- _EXERCISE TEXT_
● ● ● ● ● ● ●

Many of us know someone who went to the hospital for one thing and ended up sick from something else entirely.
Nationwide about 250,000 people die every year from what doctors call preventable harm.
In recent years, hospitals have made progress setting standards and improving hygiene that reduces infection rates. But now, a team at Johns Hopkins Hospital in Baltimore has set its sights on creating a safer ICU for the future.
Hopkins has eight ICUs, and they are among the world's safest. Doctors and nurses follow all the best practices. Equipment is state-of-the-art. Infection rates are among the lowest in the country.
But even with all that, Hopkins ICU Nurse Rhonda Wyskiel says she’s not even sure about having her own father there. “I would never let my father be a patient without being here almost 100percent of the time,” she says.
Why would a nurse who’s worked on the unit since it opened 13 years ago feel like that?
Because mistakes are easy to make especially in the ICU.
Spend any time there and it’s pretty easy to see, actually hear, the chaos all around. There are beeps … and whirring … blasts of static … just a mix of sounds. And every one of those sounds is connected to something that is connected to someone.
A nurse monitors a critically ill patient.
But you know what …. it’s not happening.

● ● ● ● ● ● ●

- _COMPLETE THE FOLLOWING_
[A] Answer these questions using the article on ICU safety:
(i) About how many people die each year nationwide from preventable harm?
(ii) How many ICUs does Hopkins have?
(iii) How long has Rhonda Wyskiel worked on the unit?
[B] From the article on ICU safety, return the passage starting at "Many of us know" and ending at "in the country.".
[C] Translate this sentence from the article on ICU safety into Spanish: "Infection rates are among the lowest in the country."

- _Excerpts from a dataset_

● ● ● ● ● ● ●

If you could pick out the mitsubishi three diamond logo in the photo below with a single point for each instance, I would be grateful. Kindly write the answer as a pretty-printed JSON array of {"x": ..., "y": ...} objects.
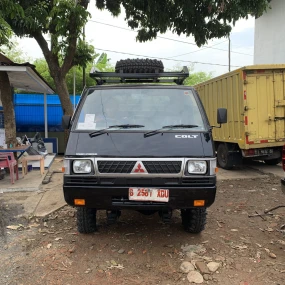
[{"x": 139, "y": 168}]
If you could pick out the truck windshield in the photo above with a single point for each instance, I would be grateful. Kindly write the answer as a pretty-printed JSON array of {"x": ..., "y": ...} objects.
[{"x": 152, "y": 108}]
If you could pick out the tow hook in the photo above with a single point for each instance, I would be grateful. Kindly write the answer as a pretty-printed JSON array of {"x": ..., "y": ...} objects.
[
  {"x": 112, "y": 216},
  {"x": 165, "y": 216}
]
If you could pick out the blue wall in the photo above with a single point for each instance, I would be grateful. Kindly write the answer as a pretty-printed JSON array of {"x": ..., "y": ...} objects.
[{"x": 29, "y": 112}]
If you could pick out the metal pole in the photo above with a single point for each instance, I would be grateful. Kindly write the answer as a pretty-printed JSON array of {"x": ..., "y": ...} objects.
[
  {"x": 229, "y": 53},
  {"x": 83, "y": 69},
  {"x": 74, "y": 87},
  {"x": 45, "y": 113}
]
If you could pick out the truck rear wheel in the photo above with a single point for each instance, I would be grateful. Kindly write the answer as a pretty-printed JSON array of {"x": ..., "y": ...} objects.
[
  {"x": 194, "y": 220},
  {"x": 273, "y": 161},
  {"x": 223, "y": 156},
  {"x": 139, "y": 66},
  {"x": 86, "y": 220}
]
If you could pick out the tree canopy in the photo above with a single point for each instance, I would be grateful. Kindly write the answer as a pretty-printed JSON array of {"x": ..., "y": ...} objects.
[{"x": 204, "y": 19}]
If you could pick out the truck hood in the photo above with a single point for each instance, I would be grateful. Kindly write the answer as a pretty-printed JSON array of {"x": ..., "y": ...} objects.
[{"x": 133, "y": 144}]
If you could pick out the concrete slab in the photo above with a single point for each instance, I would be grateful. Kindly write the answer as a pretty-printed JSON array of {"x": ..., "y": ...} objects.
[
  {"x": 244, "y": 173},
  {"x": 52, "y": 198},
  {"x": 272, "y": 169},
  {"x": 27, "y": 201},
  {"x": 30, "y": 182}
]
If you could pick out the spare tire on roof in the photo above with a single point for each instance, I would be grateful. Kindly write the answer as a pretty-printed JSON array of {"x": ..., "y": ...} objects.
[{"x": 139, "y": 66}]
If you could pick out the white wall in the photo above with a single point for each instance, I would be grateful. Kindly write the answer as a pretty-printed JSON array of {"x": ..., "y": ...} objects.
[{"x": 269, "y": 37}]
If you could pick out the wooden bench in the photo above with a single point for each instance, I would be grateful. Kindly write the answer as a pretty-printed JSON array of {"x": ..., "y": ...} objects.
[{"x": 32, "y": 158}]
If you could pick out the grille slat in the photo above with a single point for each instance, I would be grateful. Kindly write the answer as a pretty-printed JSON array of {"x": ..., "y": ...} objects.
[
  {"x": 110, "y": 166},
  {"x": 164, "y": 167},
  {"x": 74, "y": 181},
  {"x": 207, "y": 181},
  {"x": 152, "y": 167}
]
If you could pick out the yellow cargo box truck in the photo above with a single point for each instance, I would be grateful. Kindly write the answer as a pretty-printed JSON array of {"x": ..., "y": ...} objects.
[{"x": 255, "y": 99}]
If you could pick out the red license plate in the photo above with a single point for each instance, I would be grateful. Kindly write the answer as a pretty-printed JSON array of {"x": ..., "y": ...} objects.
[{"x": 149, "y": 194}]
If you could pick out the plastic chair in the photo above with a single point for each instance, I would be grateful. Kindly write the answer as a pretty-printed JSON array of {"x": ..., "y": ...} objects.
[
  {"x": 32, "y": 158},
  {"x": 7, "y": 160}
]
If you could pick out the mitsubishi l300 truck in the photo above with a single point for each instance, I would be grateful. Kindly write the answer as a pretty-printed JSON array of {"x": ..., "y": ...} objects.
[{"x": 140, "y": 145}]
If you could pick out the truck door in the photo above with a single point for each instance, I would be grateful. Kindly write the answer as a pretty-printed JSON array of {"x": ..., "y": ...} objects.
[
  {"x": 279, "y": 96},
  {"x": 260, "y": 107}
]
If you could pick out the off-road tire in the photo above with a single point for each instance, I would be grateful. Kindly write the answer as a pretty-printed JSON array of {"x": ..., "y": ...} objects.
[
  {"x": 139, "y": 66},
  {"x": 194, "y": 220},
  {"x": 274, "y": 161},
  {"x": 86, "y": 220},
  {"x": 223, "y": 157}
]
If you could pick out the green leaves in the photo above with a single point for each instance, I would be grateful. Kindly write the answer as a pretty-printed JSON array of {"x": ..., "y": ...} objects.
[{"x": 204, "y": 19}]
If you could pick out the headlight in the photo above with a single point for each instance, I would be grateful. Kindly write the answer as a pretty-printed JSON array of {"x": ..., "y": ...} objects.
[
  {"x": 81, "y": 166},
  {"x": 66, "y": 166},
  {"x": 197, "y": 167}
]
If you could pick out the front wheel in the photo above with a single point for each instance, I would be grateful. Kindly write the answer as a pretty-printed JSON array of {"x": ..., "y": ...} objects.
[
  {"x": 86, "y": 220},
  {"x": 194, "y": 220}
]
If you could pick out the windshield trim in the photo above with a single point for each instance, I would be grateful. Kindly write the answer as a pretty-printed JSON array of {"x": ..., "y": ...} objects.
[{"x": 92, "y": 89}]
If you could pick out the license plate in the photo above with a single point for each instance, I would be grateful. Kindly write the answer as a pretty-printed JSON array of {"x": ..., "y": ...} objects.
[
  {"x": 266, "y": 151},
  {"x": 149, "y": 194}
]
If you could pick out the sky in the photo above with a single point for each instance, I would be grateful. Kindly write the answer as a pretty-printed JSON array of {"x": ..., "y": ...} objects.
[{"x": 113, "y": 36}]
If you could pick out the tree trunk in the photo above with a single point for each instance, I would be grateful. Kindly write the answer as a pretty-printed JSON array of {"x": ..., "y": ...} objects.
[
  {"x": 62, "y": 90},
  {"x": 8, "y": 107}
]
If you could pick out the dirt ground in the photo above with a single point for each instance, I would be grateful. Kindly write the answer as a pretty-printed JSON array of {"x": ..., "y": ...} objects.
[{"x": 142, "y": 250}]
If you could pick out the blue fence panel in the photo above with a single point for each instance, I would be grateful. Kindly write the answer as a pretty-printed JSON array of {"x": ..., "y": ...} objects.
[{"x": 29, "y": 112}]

● ● ● ● ● ● ●

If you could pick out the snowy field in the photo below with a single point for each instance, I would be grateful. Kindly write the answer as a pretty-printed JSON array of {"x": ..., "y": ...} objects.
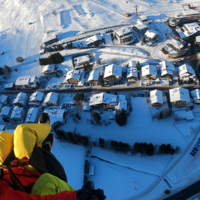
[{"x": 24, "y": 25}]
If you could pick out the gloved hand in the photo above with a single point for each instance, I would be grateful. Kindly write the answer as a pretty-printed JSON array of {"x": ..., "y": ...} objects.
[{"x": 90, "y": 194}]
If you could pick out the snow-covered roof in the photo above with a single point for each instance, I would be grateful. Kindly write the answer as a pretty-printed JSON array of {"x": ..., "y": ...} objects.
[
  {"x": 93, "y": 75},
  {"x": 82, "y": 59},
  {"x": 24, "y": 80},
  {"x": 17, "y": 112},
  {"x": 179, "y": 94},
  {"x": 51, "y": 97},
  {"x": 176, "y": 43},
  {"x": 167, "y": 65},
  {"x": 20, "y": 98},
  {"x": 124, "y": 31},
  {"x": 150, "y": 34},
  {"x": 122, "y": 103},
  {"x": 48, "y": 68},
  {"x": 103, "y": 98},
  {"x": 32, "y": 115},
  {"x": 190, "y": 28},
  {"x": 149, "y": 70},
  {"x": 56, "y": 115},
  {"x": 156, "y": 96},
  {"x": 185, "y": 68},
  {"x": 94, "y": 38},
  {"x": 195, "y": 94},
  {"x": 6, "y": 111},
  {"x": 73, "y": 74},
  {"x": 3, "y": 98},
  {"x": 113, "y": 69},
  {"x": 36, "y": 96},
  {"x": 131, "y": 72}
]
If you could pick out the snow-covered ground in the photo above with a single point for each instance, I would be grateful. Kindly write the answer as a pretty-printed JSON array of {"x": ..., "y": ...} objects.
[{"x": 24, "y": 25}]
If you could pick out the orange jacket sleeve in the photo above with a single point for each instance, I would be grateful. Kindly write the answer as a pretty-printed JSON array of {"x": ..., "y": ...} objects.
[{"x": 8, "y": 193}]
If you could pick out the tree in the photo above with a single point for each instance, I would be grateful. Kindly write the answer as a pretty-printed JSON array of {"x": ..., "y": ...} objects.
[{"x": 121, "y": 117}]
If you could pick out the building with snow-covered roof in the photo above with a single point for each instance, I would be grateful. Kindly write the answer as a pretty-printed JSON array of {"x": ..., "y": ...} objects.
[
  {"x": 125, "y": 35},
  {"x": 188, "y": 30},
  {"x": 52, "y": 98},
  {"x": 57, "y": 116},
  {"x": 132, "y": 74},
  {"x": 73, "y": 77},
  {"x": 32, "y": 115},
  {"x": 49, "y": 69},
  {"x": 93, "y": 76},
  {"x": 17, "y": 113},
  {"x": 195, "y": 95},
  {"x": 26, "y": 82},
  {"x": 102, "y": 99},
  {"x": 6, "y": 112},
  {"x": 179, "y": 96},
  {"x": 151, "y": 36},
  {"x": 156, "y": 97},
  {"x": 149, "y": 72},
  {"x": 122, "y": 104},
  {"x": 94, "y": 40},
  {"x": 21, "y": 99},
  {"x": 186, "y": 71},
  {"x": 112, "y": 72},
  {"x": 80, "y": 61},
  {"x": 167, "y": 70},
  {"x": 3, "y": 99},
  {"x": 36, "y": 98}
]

● ● ● ● ● ● ●

- _RESPONSES IN ORDER_
[A]
(i) About 250,000.
(ii) Eight.
(iii) Since it opened 13 years ago.

[B]
Many of us know someone who went to the hospital for one thing and ended up sick from something else entirely.
Nationwide about 250,000 people die every year from what doctors call preventable harm.
In recent years, hospitals have made progress setting standards and improving hygiene that reduces infection rates. But now, a team at Johns Hopkins Hospital in Baltimore has set its sights on creating a safer ICU for the future.
Hopkins has eight ICUs, and they are among the world's safest. Doctors and nurses follow all the best practices. Equipment is state-of-the-art. Infection rates are among the lowest in the country.

[C] Las tasas de infección están entre las más bajas del país.